Copy out the records below, changing "Query" to "Find" everywhere it appears and leaving everything else the same.

Dataset records:
==================================================

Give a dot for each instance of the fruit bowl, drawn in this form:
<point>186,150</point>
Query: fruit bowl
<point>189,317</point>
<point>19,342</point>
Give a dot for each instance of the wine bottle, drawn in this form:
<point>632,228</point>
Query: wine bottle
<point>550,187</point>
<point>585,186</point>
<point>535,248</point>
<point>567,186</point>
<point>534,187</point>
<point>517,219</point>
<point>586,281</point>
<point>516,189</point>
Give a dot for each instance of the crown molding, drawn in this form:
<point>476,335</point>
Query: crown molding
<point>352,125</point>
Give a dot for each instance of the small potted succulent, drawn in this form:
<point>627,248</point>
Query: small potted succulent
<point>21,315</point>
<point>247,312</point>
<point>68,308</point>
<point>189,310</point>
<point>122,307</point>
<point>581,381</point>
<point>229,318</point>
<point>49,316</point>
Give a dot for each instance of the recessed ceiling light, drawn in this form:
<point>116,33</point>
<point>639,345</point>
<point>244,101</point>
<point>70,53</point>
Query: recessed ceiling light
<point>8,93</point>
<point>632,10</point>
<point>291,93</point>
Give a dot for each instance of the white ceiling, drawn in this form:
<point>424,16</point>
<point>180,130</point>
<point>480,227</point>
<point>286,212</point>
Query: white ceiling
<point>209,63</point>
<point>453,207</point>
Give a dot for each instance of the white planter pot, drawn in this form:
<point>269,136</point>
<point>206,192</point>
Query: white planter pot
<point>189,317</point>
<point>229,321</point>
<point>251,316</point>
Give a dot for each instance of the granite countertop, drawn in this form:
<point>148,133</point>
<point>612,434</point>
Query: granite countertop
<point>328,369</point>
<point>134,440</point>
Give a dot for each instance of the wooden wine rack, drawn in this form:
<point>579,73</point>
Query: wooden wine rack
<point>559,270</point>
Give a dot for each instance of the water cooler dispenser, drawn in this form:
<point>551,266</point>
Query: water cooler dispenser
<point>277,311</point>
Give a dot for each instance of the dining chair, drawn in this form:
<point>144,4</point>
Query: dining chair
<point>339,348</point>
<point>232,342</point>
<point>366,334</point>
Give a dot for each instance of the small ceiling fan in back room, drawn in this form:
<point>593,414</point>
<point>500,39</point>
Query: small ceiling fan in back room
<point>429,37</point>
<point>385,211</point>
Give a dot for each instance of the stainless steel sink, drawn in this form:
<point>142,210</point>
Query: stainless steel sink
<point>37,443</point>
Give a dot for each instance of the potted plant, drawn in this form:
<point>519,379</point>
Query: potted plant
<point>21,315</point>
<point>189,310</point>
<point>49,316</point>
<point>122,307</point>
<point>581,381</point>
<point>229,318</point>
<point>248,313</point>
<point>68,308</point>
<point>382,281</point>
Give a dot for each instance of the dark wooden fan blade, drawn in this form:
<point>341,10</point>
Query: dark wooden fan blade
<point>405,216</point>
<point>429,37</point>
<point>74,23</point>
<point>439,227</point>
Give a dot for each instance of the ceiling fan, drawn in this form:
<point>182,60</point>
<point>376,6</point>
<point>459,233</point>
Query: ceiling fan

==================================================

◆ WRITTEN ANSWER
Give a dot for each instance of the fruit bowl, drawn in this form:
<point>186,150</point>
Find: fruit bowl
<point>189,317</point>
<point>19,342</point>
Give a dot for each instance of the wine bottle, drawn in this form:
<point>632,228</point>
Find: wine bottle
<point>550,187</point>
<point>585,186</point>
<point>535,248</point>
<point>567,186</point>
<point>534,187</point>
<point>517,219</point>
<point>586,281</point>
<point>516,189</point>
Give a dot for each instance of the crown molding, drawn in this form:
<point>476,335</point>
Find: crown molding
<point>352,125</point>
Give a dot for each instance of the small potted succulent, drawn in this form:
<point>627,248</point>
Find: small potted succulent
<point>21,315</point>
<point>247,312</point>
<point>68,308</point>
<point>189,310</point>
<point>122,307</point>
<point>581,381</point>
<point>229,318</point>
<point>49,316</point>
Give a dot for each instance of the recessed ceiling light, drawn in this form:
<point>116,33</point>
<point>639,345</point>
<point>244,101</point>
<point>70,53</point>
Find: recessed ceiling light
<point>8,93</point>
<point>632,10</point>
<point>291,93</point>
Give a dot for each instance of the white ceiling, drawn in this form:
<point>424,16</point>
<point>180,130</point>
<point>480,227</point>
<point>286,212</point>
Find: white ceiling
<point>209,63</point>
<point>453,207</point>
Give a dot for each instance of the white planter pot, drawn in this form:
<point>269,136</point>
<point>206,192</point>
Find: white planter pot
<point>189,317</point>
<point>229,321</point>
<point>251,316</point>
Give a dot for each instance of the granite countertop, drawn in this form:
<point>148,133</point>
<point>612,434</point>
Find: granite countertop
<point>328,369</point>
<point>134,440</point>
Give a dot for each instance of the wooden wine rack, drawn in this form:
<point>579,73</point>
Find: wooden wine rack
<point>559,270</point>
Give a dot for each instance of the water cooler dispenser, drawn in this form:
<point>551,266</point>
Find: water cooler dispenser
<point>277,311</point>
Give a dot for each instance of the dining chair, drawn in this form:
<point>144,4</point>
Find: dining chair
<point>339,348</point>
<point>232,342</point>
<point>366,334</point>
Give a dot for each instance of the small ceiling fan in back room, drawn in this form:
<point>593,414</point>
<point>500,39</point>
Find: small ceiling fan in back room
<point>429,37</point>
<point>385,211</point>
Give a dot for each instance of the stainless steel sink, drawn in this form:
<point>142,210</point>
Find: stainless steel sink
<point>37,443</point>
Give a dot for each instance of the potted plant, drawn in this form:
<point>519,379</point>
Find: potted plant
<point>21,315</point>
<point>189,310</point>
<point>49,316</point>
<point>122,307</point>
<point>581,381</point>
<point>229,318</point>
<point>248,313</point>
<point>68,308</point>
<point>382,281</point>
Give a dot for each instance of the dark wooden fan blade, drawn in this form:
<point>341,10</point>
Find: dark wooden fan blade
<point>405,216</point>
<point>429,37</point>
<point>74,23</point>
<point>439,227</point>
Give a dot for each instance of the ceiling fan, drawn in this form:
<point>182,60</point>
<point>376,6</point>
<point>459,233</point>
Find: ceiling fan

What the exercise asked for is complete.